* [REQUIREMENT]: From the entries below, transcribe exactly the lines between the line holding "the dog's eye?" and the line holding "of the erect", inclusive; skip all other lines.

* [PROVIDED MATERIAL]:
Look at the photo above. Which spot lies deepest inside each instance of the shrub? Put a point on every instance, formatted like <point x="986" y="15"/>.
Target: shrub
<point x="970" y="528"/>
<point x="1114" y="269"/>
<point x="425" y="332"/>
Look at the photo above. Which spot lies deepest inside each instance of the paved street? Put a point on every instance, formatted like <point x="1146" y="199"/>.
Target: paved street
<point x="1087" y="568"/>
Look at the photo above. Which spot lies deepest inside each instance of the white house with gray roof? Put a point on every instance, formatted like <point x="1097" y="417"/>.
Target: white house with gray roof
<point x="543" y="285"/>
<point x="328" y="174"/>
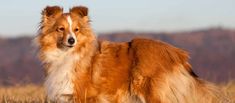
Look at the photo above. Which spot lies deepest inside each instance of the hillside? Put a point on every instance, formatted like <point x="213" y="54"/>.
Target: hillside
<point x="212" y="54"/>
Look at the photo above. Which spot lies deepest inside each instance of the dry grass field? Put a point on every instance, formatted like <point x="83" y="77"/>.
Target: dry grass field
<point x="35" y="94"/>
<point x="22" y="94"/>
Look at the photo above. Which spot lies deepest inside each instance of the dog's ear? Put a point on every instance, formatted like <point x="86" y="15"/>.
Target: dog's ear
<point x="80" y="11"/>
<point x="51" y="12"/>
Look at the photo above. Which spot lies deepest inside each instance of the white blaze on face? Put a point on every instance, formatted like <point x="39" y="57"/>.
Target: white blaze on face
<point x="71" y="33"/>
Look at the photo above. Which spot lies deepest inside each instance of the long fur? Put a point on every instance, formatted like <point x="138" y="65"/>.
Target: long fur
<point x="139" y="71"/>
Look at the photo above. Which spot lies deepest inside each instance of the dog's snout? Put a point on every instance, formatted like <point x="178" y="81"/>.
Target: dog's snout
<point x="71" y="40"/>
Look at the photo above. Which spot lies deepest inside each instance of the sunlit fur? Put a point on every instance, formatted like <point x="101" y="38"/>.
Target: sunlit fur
<point x="139" y="71"/>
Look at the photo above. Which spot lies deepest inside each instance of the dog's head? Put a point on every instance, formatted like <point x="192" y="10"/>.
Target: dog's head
<point x="65" y="30"/>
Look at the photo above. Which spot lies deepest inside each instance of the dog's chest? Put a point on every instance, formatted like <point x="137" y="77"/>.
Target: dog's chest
<point x="59" y="81"/>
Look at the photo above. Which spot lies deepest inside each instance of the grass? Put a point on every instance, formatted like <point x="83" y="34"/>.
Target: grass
<point x="22" y="94"/>
<point x="36" y="94"/>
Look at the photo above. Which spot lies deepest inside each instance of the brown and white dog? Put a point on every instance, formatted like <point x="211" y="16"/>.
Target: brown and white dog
<point x="81" y="69"/>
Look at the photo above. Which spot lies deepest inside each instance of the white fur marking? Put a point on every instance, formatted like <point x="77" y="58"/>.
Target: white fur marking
<point x="59" y="80"/>
<point x="72" y="34"/>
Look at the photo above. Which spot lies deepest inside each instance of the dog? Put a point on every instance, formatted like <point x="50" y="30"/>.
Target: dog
<point x="81" y="69"/>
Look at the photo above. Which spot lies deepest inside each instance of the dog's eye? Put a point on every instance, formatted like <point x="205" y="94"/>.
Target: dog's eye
<point x="76" y="29"/>
<point x="60" y="29"/>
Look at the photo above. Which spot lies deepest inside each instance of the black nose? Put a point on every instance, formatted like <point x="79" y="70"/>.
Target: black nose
<point x="71" y="40"/>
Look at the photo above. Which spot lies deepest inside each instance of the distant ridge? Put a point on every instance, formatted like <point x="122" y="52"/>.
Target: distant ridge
<point x="212" y="54"/>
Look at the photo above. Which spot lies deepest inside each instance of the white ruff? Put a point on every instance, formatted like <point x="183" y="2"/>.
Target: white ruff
<point x="72" y="34"/>
<point x="59" y="81"/>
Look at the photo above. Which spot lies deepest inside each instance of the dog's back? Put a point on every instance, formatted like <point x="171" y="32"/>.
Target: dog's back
<point x="147" y="71"/>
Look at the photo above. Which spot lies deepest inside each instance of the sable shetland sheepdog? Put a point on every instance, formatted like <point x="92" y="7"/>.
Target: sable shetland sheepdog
<point x="80" y="69"/>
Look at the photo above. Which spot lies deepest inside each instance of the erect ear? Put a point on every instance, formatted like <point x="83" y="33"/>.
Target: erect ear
<point x="51" y="12"/>
<point x="80" y="11"/>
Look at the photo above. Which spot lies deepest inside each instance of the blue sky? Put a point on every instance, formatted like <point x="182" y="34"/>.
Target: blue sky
<point x="23" y="16"/>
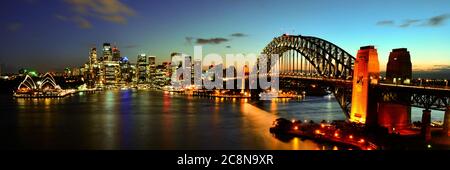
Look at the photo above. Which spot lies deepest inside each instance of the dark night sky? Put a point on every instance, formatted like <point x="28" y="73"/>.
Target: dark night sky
<point x="50" y="35"/>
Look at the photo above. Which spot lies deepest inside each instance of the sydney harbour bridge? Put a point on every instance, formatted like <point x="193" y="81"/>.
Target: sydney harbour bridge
<point x="355" y="81"/>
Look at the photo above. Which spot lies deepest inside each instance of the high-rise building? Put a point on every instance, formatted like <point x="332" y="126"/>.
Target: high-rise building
<point x="152" y="68"/>
<point x="107" y="52"/>
<point x="93" y="57"/>
<point x="142" y="68"/>
<point x="126" y="71"/>
<point x="112" y="72"/>
<point x="116" y="54"/>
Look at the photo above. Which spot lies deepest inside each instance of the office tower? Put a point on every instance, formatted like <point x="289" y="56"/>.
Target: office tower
<point x="116" y="54"/>
<point x="142" y="68"/>
<point x="107" y="52"/>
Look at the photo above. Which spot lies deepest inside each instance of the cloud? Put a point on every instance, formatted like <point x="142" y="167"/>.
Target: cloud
<point x="131" y="46"/>
<point x="238" y="35"/>
<point x="108" y="10"/>
<point x="14" y="26"/>
<point x="385" y="23"/>
<point x="437" y="20"/>
<point x="82" y="22"/>
<point x="409" y="22"/>
<point x="429" y="22"/>
<point x="204" y="41"/>
<point x="189" y="40"/>
<point x="211" y="40"/>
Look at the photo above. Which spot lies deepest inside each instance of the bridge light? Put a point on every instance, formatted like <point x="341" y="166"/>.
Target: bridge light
<point x="361" y="141"/>
<point x="317" y="131"/>
<point x="336" y="134"/>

* [TASK OUTPUT]:
Look at the photo above. Which spot lies deepest inside each instance of the dog's eye? Put a point on every instance, formatted like <point x="205" y="94"/>.
Target: dog's eye
<point x="76" y="29"/>
<point x="60" y="29"/>
Look at the photo above. Which spot lies deepest inside each instance of the black nose? Put a point on every instance, formatted like <point x="79" y="70"/>.
Target: black nose
<point x="71" y="40"/>
Look at the photo above. Which spot lies deepest inside each instance of the distant ridge? Put a point on every instance, formatted like <point x="122" y="52"/>.
Target: distant ridge
<point x="212" y="54"/>
Look at the photo above. Which spot lies deepest inside each instance of the white ruff? Put a point on every instance, formatted like <point x="183" y="2"/>.
Target: white ruff
<point x="72" y="34"/>
<point x="59" y="81"/>
Look at the photo above. Which spot lies deepest inside each instance of the dog's back? Put a point on every instance, formatted like <point x="171" y="32"/>.
Target: dog's back
<point x="147" y="71"/>
Look at the photo above. Which spot lies deepest inside each instance of the sable shetland sheepdog? Put a point on every instance, formatted like <point x="92" y="7"/>.
Target: sable shetland sheepdog
<point x="80" y="69"/>
Look at the photo above. Which spot lies deepest inside each instance of the erect ear? Put a point on every instance, formatted like <point x="83" y="33"/>.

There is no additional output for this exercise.